### Directions:
Repeat the records verbatim and leave the pictures out of your copy.

### Provided information:
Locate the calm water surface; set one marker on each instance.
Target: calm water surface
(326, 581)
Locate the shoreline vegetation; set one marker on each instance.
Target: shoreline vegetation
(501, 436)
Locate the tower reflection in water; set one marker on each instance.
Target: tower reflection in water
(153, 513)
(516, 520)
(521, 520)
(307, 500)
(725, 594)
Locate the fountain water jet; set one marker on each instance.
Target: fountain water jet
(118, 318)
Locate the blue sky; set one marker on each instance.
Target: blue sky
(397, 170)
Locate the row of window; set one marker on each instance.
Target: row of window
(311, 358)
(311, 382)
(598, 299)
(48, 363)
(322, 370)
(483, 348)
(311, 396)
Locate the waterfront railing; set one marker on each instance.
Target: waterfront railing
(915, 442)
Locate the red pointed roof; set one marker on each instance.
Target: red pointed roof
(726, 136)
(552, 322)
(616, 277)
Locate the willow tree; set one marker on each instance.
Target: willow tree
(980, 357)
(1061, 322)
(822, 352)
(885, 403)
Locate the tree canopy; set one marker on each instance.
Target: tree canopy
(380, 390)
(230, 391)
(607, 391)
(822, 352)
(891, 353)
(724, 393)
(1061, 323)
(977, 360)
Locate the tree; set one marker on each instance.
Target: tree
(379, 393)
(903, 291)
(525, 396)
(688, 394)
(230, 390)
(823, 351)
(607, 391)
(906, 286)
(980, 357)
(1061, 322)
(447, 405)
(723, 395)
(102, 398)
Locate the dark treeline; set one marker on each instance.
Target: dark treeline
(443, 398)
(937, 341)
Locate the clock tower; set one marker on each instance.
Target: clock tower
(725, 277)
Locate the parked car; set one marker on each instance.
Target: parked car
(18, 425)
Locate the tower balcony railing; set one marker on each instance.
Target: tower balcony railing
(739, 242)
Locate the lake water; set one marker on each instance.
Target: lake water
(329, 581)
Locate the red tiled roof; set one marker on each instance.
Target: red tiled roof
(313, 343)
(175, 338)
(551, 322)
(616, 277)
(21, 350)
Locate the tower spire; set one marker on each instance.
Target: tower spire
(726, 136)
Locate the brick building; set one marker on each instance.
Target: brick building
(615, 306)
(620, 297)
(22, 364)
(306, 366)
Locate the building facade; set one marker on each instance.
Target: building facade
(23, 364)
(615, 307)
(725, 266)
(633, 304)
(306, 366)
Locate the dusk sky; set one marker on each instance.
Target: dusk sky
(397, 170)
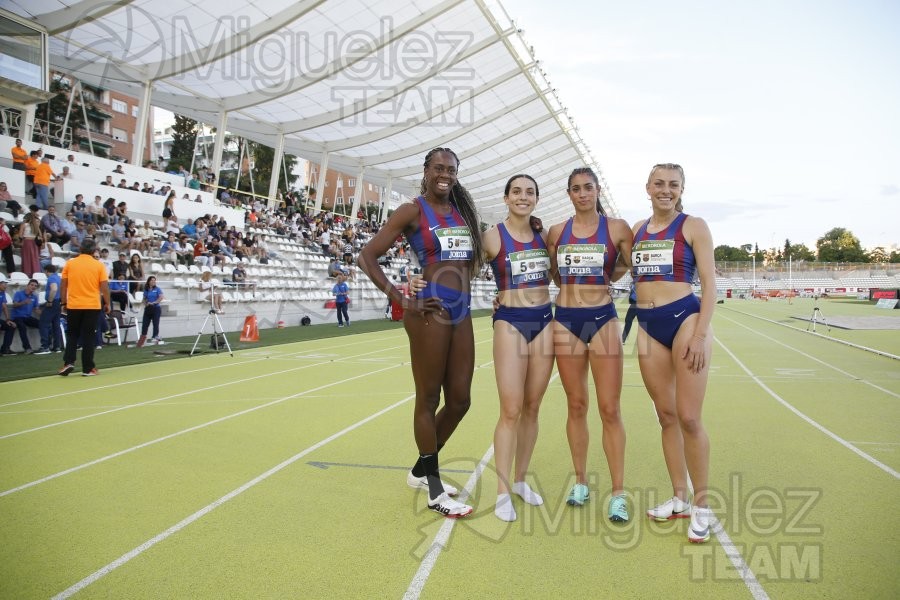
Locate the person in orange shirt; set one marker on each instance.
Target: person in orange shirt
(84, 282)
(19, 155)
(31, 164)
(43, 173)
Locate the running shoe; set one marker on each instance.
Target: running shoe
(579, 495)
(698, 532)
(504, 510)
(673, 508)
(618, 509)
(421, 483)
(449, 507)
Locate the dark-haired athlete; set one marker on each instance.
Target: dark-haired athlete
(585, 250)
(442, 227)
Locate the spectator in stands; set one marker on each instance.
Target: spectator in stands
(30, 231)
(341, 293)
(438, 323)
(7, 325)
(53, 226)
(24, 305)
(184, 252)
(6, 247)
(118, 291)
(43, 175)
(51, 335)
(135, 273)
(84, 292)
(31, 165)
(45, 251)
(208, 291)
(676, 341)
(20, 155)
(169, 206)
(169, 249)
(153, 297)
(80, 209)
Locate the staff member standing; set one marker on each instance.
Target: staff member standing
(84, 281)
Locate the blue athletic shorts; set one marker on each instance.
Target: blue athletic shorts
(663, 322)
(585, 322)
(529, 321)
(455, 302)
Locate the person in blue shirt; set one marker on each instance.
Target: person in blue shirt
(153, 296)
(7, 325)
(341, 293)
(49, 320)
(24, 303)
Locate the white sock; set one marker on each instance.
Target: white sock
(527, 494)
(504, 509)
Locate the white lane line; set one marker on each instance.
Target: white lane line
(164, 438)
(102, 572)
(813, 358)
(821, 428)
(443, 535)
(297, 353)
(185, 393)
(824, 337)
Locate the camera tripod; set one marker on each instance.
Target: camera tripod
(217, 329)
(817, 317)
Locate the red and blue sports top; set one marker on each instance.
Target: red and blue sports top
(586, 261)
(440, 237)
(520, 265)
(663, 256)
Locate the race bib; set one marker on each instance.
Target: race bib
(653, 257)
(530, 265)
(581, 260)
(455, 243)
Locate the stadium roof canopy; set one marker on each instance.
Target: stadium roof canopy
(375, 84)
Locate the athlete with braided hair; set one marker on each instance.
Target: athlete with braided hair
(443, 228)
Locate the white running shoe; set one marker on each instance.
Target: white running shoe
(673, 508)
(421, 483)
(449, 507)
(698, 532)
(504, 510)
(524, 491)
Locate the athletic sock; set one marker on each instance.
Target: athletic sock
(418, 469)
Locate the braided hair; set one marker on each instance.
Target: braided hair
(587, 171)
(462, 200)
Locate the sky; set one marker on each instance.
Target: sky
(785, 114)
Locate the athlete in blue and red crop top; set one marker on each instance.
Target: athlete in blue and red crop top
(439, 226)
(586, 250)
(675, 341)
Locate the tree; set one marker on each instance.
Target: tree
(840, 245)
(730, 253)
(184, 138)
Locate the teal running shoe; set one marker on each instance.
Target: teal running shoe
(618, 509)
(579, 495)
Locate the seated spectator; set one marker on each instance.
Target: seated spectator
(118, 291)
(24, 305)
(53, 226)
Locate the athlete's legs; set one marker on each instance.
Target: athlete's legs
(572, 363)
(690, 390)
(510, 371)
(659, 378)
(606, 367)
(540, 365)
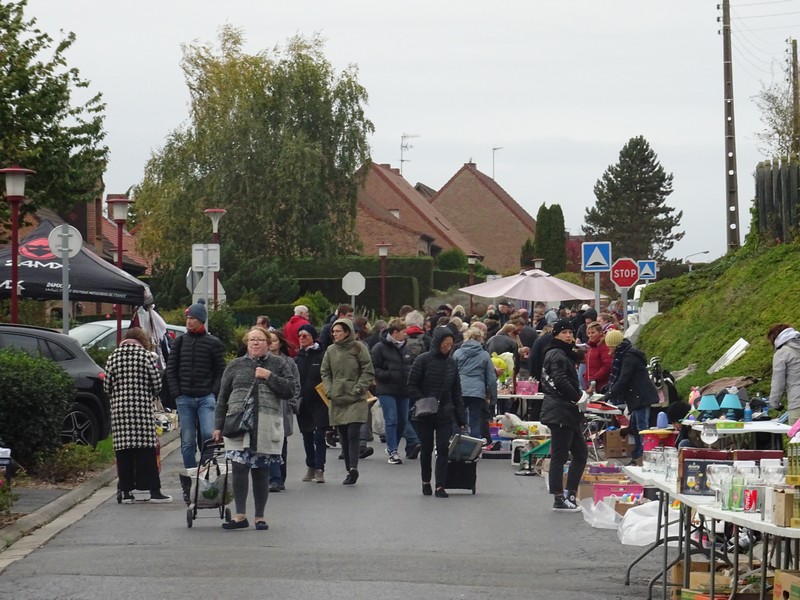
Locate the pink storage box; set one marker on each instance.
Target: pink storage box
(603, 490)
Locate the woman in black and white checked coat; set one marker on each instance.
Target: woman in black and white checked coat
(132, 382)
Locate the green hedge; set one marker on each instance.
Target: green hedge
(35, 395)
(444, 280)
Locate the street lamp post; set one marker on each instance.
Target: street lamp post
(215, 214)
(471, 260)
(383, 252)
(686, 259)
(15, 193)
(118, 209)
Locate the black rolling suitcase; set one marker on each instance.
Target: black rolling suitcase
(462, 465)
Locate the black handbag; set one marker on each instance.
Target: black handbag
(239, 423)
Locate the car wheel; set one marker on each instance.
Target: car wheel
(80, 426)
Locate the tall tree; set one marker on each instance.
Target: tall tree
(631, 210)
(42, 126)
(550, 239)
(276, 138)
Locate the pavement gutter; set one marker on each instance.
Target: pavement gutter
(170, 441)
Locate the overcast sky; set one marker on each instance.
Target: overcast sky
(559, 86)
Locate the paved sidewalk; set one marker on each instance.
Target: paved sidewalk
(43, 505)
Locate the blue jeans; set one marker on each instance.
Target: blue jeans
(314, 445)
(639, 422)
(474, 406)
(192, 411)
(395, 415)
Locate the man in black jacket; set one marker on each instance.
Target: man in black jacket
(194, 373)
(559, 383)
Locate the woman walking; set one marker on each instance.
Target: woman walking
(435, 374)
(132, 382)
(347, 373)
(269, 379)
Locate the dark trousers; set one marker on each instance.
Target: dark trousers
(348, 438)
(137, 469)
(427, 428)
(314, 445)
(566, 440)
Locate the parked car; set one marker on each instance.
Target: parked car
(89, 419)
(103, 334)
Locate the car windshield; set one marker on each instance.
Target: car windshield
(86, 333)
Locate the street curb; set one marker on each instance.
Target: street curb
(25, 525)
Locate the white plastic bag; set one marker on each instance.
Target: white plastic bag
(600, 515)
(638, 526)
(378, 422)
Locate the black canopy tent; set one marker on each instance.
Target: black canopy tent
(91, 278)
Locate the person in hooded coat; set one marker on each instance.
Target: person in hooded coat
(347, 373)
(478, 380)
(435, 374)
(785, 369)
(559, 384)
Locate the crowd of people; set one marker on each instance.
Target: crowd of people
(326, 380)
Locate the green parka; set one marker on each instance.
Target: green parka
(347, 373)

### Completed task:
Locate the calm water surface; set one marker on each instance.
Target: calm water surface
(326, 581)
Locate the shoreline vegetation; set one marker on each instance.
Target: shoreline vegetation
(501, 436)
Locate the tower reflection in water; set one marker on each instance.
Target: tower reflection in water
(153, 513)
(516, 520)
(521, 520)
(307, 500)
(725, 594)
Locate the fountain water jet; set one marker on each instance.
Target: fountain water jet
(118, 318)
Locate the blue sky; set one marker on each instance.
Target: blue sky
(397, 170)
Locate the row of window; set one marker on each instance.
Target: row of window
(311, 358)
(311, 382)
(598, 299)
(48, 363)
(322, 370)
(483, 348)
(311, 396)
Locate the waterfront railing; set one marker on each instance.
Target: waterfront railing
(915, 442)
Locate the red pointed roof; set one marker on each instance.
Target: red pointed roof
(726, 136)
(552, 322)
(616, 277)
Locate the willow tree; set one marker on each instance.
Target: willow tree
(980, 357)
(1061, 322)
(822, 352)
(885, 403)
Locate the tree canopy; set one marker on each instance.
Target: tree canopy
(380, 390)
(230, 391)
(607, 391)
(822, 352)
(891, 353)
(724, 393)
(1061, 323)
(977, 360)
Locate the tree; set one marker on each instance.
Target: tree
(379, 393)
(903, 291)
(525, 396)
(688, 394)
(230, 390)
(823, 351)
(607, 391)
(906, 286)
(980, 357)
(1061, 322)
(447, 405)
(723, 395)
(102, 398)
Locate the dark treeline; set one marker on each instance.
Target: dark treeline
(443, 398)
(937, 341)
Locate the clock tower; set one marker on each instance.
Target: clock tower
(725, 277)
Locate the parked car; set one marker on each instance.
Target: parked car
(18, 425)
Locate the tower balcony railing; set one marker on each instance.
Target: tower balcony railing
(739, 242)
Locate the lake water; set one marker on each instance.
Target: lake water
(329, 581)
Locate the red tiled roof; set one marker on each instance.
Target: red tiled roof
(313, 343)
(175, 338)
(551, 322)
(616, 277)
(21, 350)
Locate the tower spire; set one marker on each instance.
Target: tower spire
(726, 136)
Locate the brick building; set one marker on each instance.
Target: brick building
(615, 306)
(620, 297)
(22, 364)
(306, 366)
Locate the building facade; set one marker on each instance.
Target: building facade
(23, 364)
(615, 307)
(725, 266)
(633, 304)
(306, 366)
Locate the dusk sky; set one marker on each instance.
Target: dusk sky
(397, 170)
Locate the person in orange shirt; set one marker on each instance.
Target: person in orange shirt
(84, 282)
(19, 155)
(31, 164)
(43, 173)
Locate the running shoe; set one marker on each instance.
Target: running shoe
(579, 495)
(698, 532)
(504, 510)
(673, 508)
(618, 509)
(421, 483)
(449, 507)
Locate the dark-haired athlete; set one marker on each instance.
Target: dark-haired athlete
(585, 250)
(442, 227)
Locate the spectator in stands; set one marker on each instance.
Target: spectator in stands
(30, 231)
(341, 293)
(438, 323)
(7, 325)
(53, 226)
(24, 305)
(184, 252)
(6, 247)
(118, 291)
(43, 175)
(51, 335)
(135, 273)
(84, 292)
(31, 165)
(45, 251)
(208, 291)
(676, 341)
(20, 155)
(169, 206)
(169, 249)
(153, 297)
(80, 209)
Locate the staff member standing; set one marker on each instance.
Target: staff member standing
(84, 281)
Locate the blue athletic shorts; set one marker on each instance.
Target: blue athletic shorts
(663, 322)
(585, 322)
(529, 321)
(455, 302)
Locate the person in blue shirt; set one marker on each instance.
Target: person in blue shirt
(153, 296)
(7, 325)
(341, 293)
(49, 320)
(24, 303)
Locate the white sock; set one marker on each instance.
Target: white sock
(527, 494)
(504, 509)
Locate the white lane line; set one marker on each instance.
Target: white lane line
(164, 438)
(102, 572)
(813, 358)
(821, 428)
(443, 535)
(297, 353)
(185, 393)
(824, 337)
Locate the camera tripod; set one marker on each instance.
Target: camera tripod
(217, 329)
(817, 317)
Locate the red and blue sports top; set one marker on each instance.
Target: red and blue sports top
(586, 261)
(440, 237)
(520, 265)
(663, 256)
Locate the race bib; set one marker on each instance.
Target: race bib
(653, 257)
(530, 265)
(581, 260)
(455, 243)
Locate the stadium roof canopy; set one marker on each instance.
Target: stadium roof canopy
(375, 84)
Locate the athlete with braided hair; set one marker on each instance.
Target: athlete with braided hair
(443, 228)
Locate the white running shoe; set one marker on each instance.
Target: white running shoe
(673, 508)
(421, 483)
(449, 507)
(698, 532)
(504, 510)
(524, 491)
Locate the athletic sock; set one marker on each instance.
Target: athletic sock
(418, 469)
Locate the braided hair; set one marker on each instance.
Target: braided hair
(587, 171)
(462, 200)
Locate the sky; set one marker on each instance.
Target: sky
(785, 114)
Locate the athlete in blue and red crop top; set one marker on each instance.
Target: athlete in blue and red crop top
(439, 226)
(586, 250)
(675, 341)
Locate the tree; set one marker on each instance.
Target: tree
(840, 245)
(730, 253)
(184, 138)
Locate the teal running shoe; set one marker on each instance.
Target: teal running shoe
(618, 509)
(579, 495)
Locate the seated spectator; set one marker on each instance.
Target: seated spectator
(118, 291)
(24, 305)
(53, 226)
Locate the athlete's legs; set one marker on each instance.
Target: athlete's legs
(572, 363)
(690, 390)
(510, 371)
(659, 378)
(606, 367)
(540, 365)
Locate the pink storage box; set one marker on each instance.
Target: pink storage box
(603, 490)
Locate the woman in black and white checked coat; set one marker on each instance.
Target: woman in black and white checked coat
(132, 382)
Locate the green hedge; set one marker on each instance.
Target: green hedge
(35, 395)
(444, 280)
Locate the street lamp post; set one marker on each instance.
Target: street lamp post
(215, 214)
(471, 260)
(383, 252)
(686, 259)
(15, 193)
(118, 209)
Locate the black rolling suitcase; set one marker on each instance.
Target: black rolling suitcase
(462, 465)
Locate the black handbag; set one marker on each instance.
Target: black handbag
(239, 423)
Locate the car wheel; set one marker on each instance.
Target: car wheel
(80, 426)
Locate the tall tree; set one marker on each instance.
Target: tall tree
(631, 210)
(42, 126)
(550, 239)
(276, 138)
Locate the pavement gutter; set one marker on each instance.
Target: pavement gutter
(170, 441)
Locate the overcast sky; set one marker on each instance.
Target: overcast sky
(559, 86)
Locate the paved sidewalk; set one marker on each instance.
Target: paved sidewalk
(43, 505)
Locate the blue jeans; set one marker on each instance.
Target: blue jeans
(314, 445)
(639, 422)
(474, 406)
(192, 411)
(395, 415)
Locate the man in black jacket; set one marker on each instance.
Target: man in black jacket
(194, 373)
(559, 383)
Locate the woman walking; set one marker on each instance.
Target: woman walking
(435, 374)
(132, 382)
(347, 373)
(269, 379)
Locate the dark trousers; set one marker on each instance.
Target: dark trousers
(348, 438)
(137, 469)
(427, 428)
(314, 445)
(566, 440)
Locate the parked car; set one marker on each instance.
Target: parked car
(89, 419)
(103, 334)
Locate the car windshield; set one marker on each instance.
Target: car windshield
(86, 333)
Locate the street curb; set one marker on each instance.
Target: street curb
(25, 525)
Locate the white plastic bag; set one marker on each instance.
Target: white plastic bag
(600, 515)
(638, 526)
(378, 422)
Locate the black canopy tent; set one marker on each instance.
Target: black canopy tent
(91, 278)
Locate the person in hooded coat; set one marker on each instance.
Target: person in hooded coat
(347, 373)
(478, 380)
(435, 374)
(785, 369)
(559, 384)
Locate the crowd of people; set one marker on each instance.
Target: crowd of people
(326, 380)
Locate the green parka; set one marker on each instance.
Target: green parka
(347, 373)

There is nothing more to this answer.